:: TEXT EXTRACT
Trahweiler stretches along a road running parallel to the Henschbach and along a side valley of the Henschbach. The valley floor here lies at an elevation of slightly more than 240 m above sea level, and some of the houses on higher ground stand at about 250 m above sea level. Towards the north, the land climbs steeply, reaching an elevation of 478 m above sea level. The land towards the municipal limit with Wahnwegen is wooded. West of Trahweiler, into Steinbach am Glan’s municipal area, the Hodenbach empties into the Hengsbach. The Hodenbach valley, which along the brook’s northern reaches touches Trahweiler’s (former) municipal area, is held to be a popular recreational area.

Neighbouring municipalities

Henschtal borders in the north on the municipality of Quirnbach, in the east on the municipality of Glan-Münchweiler, in the southeast on the municipality of Börsborn, in the southwest on the municipality of Steinbach am Glan and in the west on the municipality of Wahnwegen.
::::
REQUIRED ACTIONS:
• A. Name every municipality that the text on Trahweiler's setting gives as bordering Henschtal, with the direction of each.
• B. Resume the text on Trahweiler's setting after its last sentence.
The entries that follow have no connection to the text on Trahweiler's setting.
:: DATA ROWS
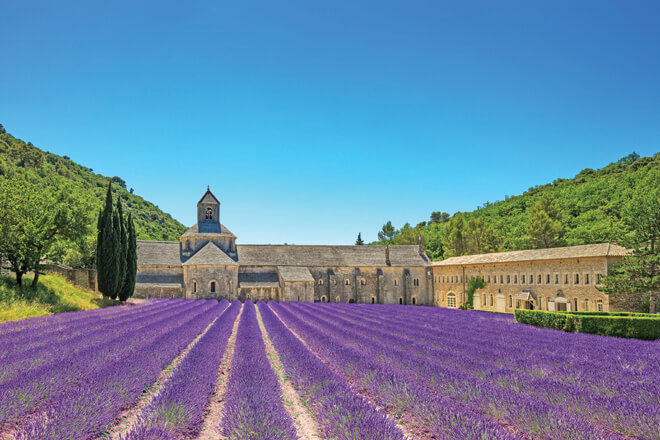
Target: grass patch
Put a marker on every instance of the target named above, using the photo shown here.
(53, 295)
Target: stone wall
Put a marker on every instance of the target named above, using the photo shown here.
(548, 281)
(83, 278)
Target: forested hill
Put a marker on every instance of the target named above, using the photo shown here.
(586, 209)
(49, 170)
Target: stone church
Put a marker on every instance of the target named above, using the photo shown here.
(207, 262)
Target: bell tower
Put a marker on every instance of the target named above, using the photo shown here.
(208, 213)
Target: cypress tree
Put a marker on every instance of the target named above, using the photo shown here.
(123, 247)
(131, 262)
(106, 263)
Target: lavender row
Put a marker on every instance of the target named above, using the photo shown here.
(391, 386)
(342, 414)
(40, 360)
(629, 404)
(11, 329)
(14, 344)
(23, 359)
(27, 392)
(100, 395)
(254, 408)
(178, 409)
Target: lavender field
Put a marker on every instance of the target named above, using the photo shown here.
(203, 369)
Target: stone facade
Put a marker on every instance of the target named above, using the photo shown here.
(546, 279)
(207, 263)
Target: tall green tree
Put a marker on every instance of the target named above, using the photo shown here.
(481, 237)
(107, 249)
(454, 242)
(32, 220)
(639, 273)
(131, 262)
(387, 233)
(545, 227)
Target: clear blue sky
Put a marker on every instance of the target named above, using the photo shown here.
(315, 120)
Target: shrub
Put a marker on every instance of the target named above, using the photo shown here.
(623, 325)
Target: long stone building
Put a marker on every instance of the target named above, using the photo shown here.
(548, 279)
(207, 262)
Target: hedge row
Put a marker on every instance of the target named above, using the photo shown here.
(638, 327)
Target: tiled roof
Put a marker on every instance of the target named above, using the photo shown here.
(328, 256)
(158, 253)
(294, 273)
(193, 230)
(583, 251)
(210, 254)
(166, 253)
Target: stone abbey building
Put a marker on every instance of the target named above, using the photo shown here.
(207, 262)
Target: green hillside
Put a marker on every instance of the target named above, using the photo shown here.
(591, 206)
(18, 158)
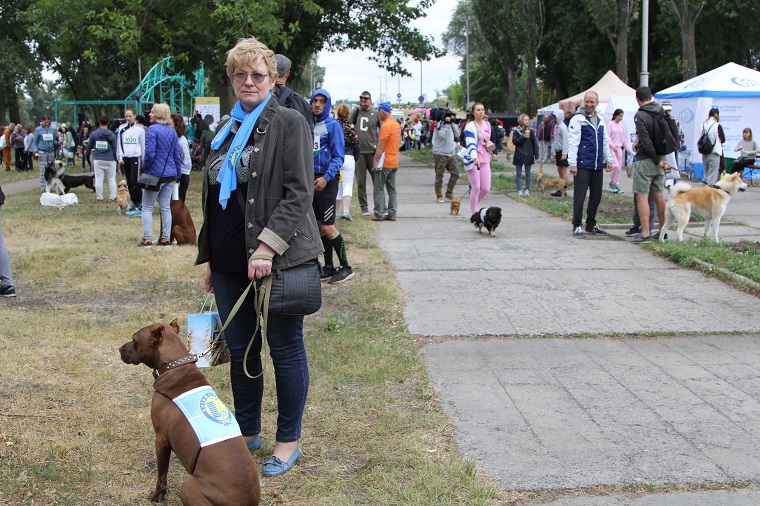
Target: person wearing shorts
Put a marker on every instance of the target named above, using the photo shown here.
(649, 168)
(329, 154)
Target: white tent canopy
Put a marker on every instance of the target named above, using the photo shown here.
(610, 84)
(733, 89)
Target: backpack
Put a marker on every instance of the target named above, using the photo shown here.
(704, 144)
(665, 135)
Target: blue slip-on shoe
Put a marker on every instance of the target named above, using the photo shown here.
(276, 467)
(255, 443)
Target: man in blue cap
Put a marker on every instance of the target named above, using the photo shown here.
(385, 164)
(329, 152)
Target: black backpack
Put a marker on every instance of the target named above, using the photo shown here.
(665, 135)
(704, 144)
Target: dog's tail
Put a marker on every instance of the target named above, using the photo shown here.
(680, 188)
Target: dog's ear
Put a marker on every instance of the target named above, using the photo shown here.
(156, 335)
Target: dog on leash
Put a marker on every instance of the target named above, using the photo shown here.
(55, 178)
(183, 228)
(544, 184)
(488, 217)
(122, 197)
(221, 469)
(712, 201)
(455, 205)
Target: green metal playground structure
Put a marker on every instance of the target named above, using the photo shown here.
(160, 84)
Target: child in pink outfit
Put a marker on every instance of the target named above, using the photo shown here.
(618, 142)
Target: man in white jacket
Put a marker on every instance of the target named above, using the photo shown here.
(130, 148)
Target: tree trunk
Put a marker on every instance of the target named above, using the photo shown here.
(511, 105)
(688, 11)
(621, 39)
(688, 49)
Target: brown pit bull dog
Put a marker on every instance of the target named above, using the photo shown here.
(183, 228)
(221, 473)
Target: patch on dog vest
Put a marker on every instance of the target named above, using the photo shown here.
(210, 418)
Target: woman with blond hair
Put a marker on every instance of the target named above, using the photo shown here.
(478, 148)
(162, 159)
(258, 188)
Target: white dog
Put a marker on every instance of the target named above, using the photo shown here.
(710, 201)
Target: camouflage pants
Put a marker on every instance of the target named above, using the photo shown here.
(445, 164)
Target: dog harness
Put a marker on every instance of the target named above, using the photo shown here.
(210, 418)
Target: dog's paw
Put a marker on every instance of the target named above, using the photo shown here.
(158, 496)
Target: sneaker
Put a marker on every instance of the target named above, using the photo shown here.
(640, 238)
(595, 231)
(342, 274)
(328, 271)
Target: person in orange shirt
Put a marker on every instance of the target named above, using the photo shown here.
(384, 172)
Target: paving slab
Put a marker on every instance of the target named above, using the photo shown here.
::::
OUTPUTS IN ORDER:
• A.
- Quirnbach (north)
- Glan-Münchweiler (east)
- Börsborn (southeast)
- Steinbach am Glan (southwest)
- Wahnwegen (west)

• B.
Constituent communities

Henschtal’s Ortsteile are Trahweiler, Haschbach am Glan and the hamlet of Sangerhof. For the purposes of this article, Trahweiler and Haschbach am Glan will be discussed separately under most headings, while the Sangerhof outlying centre will be grouped with Trahweiler.

Haschbach am Glan

Haschbach was originally a linear village (by some definitions, a “thorpe”). The built-up area mostly runs along Bundesstraße 423, locally known as Hauptstraße (“Main Street”). Today, other streets branch off Hauptstraße towards the south, into a side valley of the Henschbach. The shapes that the houses take make it quite clear that the village was once mostly characterized by agriculture. The former schoolhouse stands not far from the bridge linking the Ortsteil of Haschbach with the Ortsteil of Trahweiler. West of the village lies the graveyard.

Trahweiler

Trahweiler was originally settled along the valley road, which can still be made out today in the simple farmhouses that were built mostly in the 19th century to the general design that characterizes such houses in the Westrich, an historic region that encompasses areas in both Germany and France. Newer building can be found along this road’s extensions and on two sidestreets that branch off towards the north. The graveyard lies west of the village.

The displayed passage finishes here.